SELECTED TEXT
## BEGIN

In March, the mayor set an overall goal of Seattle — in the next 10 years — adding 30,000 new market-rate housing units and 20,000 new or newly rent-restricted units affordable to households making no more than 80 percent of the area’s median income.
Not even O’Brien says linkage fees are the only way the city should tackle the problem. But they could take top billing by process of elimination.
Murray last September promised that his new task force on housing affordability would hammer out a compromise the same way his minimum-wage panel did in 2014.
Yet insiders are worried that the Housing Affordability and Livability Advisory (HALA) Committee has been building consensus only on baby steps. Murray recently pushed the panel’s deadline back a month to June 30.
“The HALA Committee, in my opinion, is not going to come up with anything dramatic,” Councilmember Nick Licata said.

## END

AIM
Answer these from the Seattle housing text:
(a) How many new market-rate housing units does the mayor's 10-year goal call for?
(b) To what date did Murray move the HALA Committee's deadline?
(c) Which councilmember said the HALA Committee would not come up with anything dramatic?
The items come from a separate source with no connection to the Seattle housing text.

MATERIAL

## BEGIN

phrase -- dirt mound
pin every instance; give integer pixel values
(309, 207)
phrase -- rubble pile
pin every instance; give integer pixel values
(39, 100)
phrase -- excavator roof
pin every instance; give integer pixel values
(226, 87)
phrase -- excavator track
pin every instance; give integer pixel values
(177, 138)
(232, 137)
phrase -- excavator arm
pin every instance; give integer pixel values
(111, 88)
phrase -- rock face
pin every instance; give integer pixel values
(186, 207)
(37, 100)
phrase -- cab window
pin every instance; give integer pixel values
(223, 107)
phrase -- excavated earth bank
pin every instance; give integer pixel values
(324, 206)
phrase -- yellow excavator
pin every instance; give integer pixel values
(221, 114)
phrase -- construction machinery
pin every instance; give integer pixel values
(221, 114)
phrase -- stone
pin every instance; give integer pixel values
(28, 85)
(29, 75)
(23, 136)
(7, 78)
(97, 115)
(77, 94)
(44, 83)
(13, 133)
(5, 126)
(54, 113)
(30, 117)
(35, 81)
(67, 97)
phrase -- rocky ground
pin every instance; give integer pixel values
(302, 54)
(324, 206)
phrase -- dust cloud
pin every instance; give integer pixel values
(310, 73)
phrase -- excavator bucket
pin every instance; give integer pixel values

## END
## BEGIN

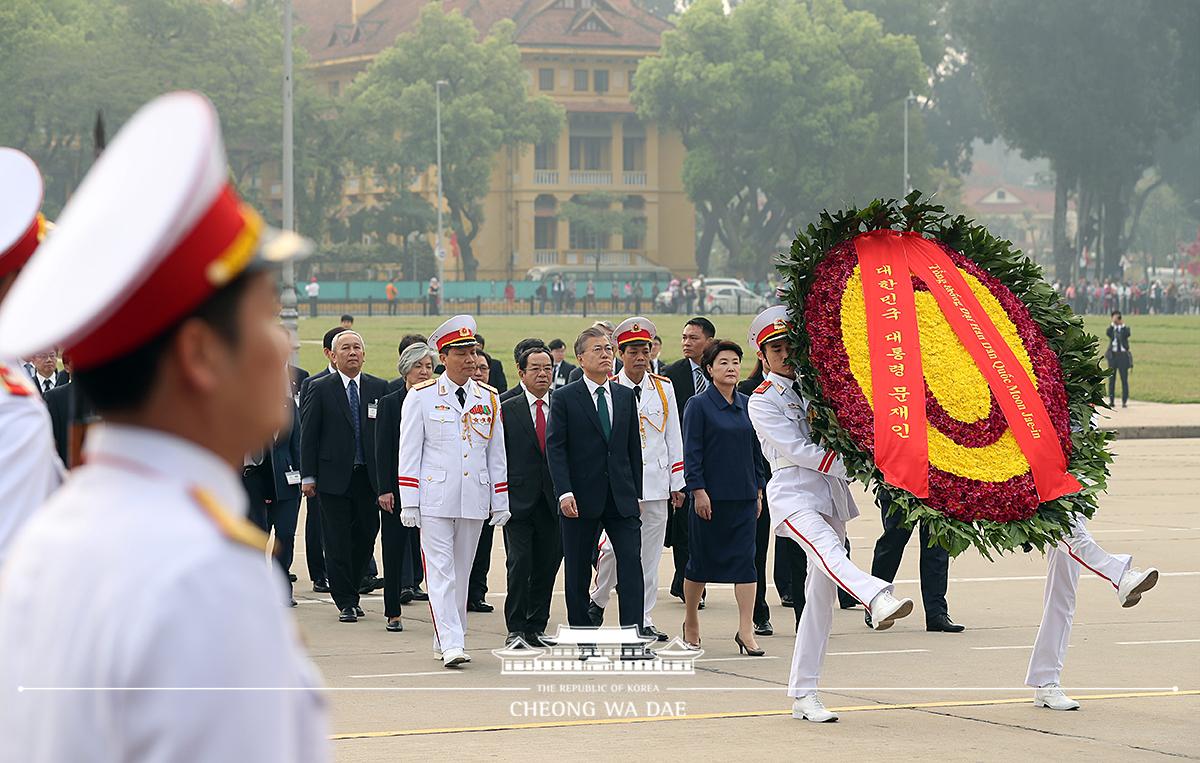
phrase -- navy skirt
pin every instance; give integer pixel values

## END
## BEGIN

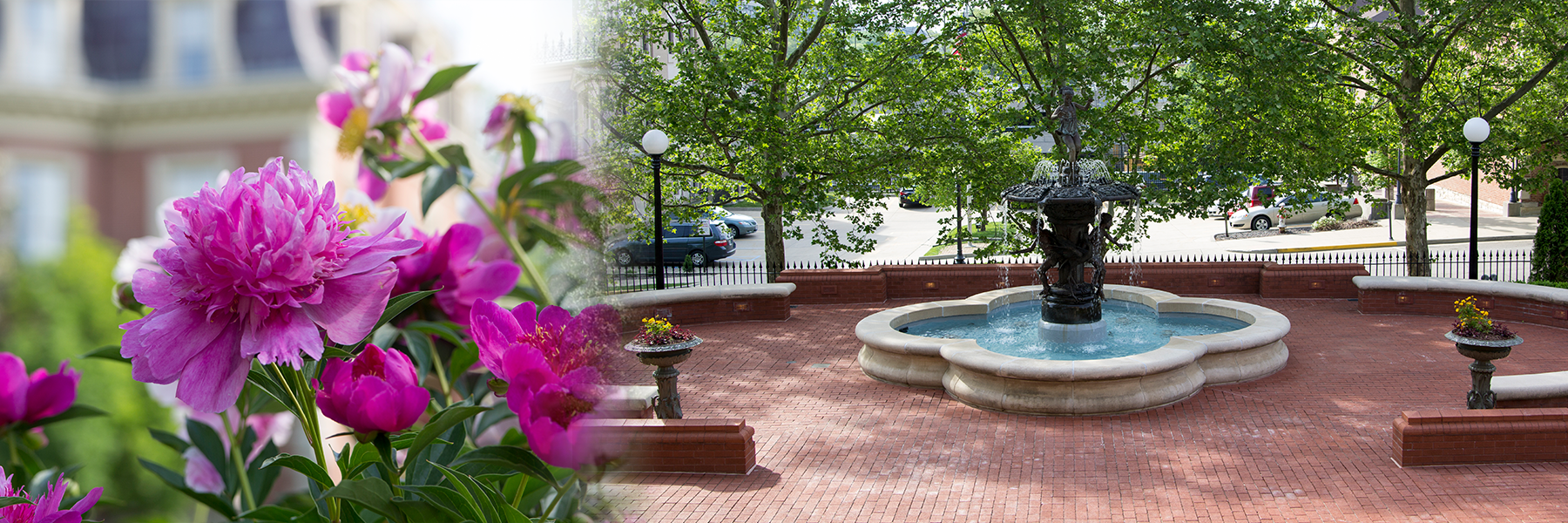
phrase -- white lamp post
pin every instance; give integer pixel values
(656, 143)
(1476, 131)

## END

RESPONSE
(a) 30,000
(b) June 30
(c) Nick Licata